### WHAT NEEDS TO BE DONE
Pull out the part of the lines that opens with the line containing "the red knit" and runs through the end of the lines, and reproduce it word for word.
━━━
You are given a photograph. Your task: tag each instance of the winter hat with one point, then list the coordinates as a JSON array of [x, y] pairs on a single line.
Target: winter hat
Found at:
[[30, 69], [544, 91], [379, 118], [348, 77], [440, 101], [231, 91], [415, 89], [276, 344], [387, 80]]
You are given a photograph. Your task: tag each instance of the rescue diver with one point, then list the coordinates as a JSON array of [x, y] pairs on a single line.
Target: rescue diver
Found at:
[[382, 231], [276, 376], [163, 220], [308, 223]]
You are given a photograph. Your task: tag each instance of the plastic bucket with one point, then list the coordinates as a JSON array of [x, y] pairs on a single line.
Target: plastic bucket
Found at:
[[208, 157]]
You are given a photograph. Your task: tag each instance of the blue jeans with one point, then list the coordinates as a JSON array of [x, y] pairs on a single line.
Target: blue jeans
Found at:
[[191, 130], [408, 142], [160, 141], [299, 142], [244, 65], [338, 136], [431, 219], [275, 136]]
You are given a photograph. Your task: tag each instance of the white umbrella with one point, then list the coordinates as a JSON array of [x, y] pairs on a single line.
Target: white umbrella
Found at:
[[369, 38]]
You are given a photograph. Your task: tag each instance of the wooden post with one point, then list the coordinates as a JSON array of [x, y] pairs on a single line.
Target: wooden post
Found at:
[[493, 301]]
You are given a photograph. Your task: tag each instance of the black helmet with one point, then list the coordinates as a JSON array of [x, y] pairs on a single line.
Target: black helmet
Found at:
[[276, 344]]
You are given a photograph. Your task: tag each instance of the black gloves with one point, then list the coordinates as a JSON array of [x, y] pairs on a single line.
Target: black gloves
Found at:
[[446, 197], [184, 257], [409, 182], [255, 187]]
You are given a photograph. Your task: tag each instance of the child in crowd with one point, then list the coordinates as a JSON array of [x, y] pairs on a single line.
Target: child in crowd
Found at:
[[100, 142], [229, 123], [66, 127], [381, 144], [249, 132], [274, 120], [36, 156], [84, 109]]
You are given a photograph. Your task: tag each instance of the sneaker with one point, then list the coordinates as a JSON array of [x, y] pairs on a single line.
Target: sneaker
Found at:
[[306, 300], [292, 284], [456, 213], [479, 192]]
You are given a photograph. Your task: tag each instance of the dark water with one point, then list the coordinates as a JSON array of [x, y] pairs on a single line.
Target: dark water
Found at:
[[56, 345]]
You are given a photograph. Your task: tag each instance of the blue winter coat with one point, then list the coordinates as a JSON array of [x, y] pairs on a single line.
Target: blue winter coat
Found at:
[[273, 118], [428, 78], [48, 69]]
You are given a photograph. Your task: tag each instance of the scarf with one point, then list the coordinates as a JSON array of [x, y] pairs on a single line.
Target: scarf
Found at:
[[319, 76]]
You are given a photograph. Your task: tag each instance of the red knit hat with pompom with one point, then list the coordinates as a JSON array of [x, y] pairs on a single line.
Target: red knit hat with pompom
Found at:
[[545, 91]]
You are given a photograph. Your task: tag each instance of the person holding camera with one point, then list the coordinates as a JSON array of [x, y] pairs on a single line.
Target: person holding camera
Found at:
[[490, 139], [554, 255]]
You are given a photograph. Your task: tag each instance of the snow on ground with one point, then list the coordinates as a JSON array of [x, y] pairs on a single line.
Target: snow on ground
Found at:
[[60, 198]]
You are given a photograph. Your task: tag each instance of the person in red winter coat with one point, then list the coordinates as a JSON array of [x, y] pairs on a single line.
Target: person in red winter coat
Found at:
━━━
### RESULT OF THE TASK
You are given a photograph. Your task: tag each instance of the red knit hat with pompom with one point, then list the coordinates as a JSON array of [x, y] pairs on a single line.
Target: red knit hat with pompom
Found at:
[[545, 91]]
You are given a photograph. Your task: tag each instance of the person holding camera with one point, then list the coordinates as a JSON array of [x, y] pairs on a single line.
Target: person holding camera
Found at:
[[490, 139], [554, 255]]
You are given a photograph. Your task: tag each instance of the snow on ground with one point, then list the coordinates as a JSON array of [x, y] pairs on a single line.
Target: snow on ground
Found at:
[[60, 198]]
You are given a photograph. Your task: tag each instance of the person in red winter coat with one point, then list the coordinates as a JSON array of [x, y] pairs on a single line.
Target: person in red winter coat
Found at:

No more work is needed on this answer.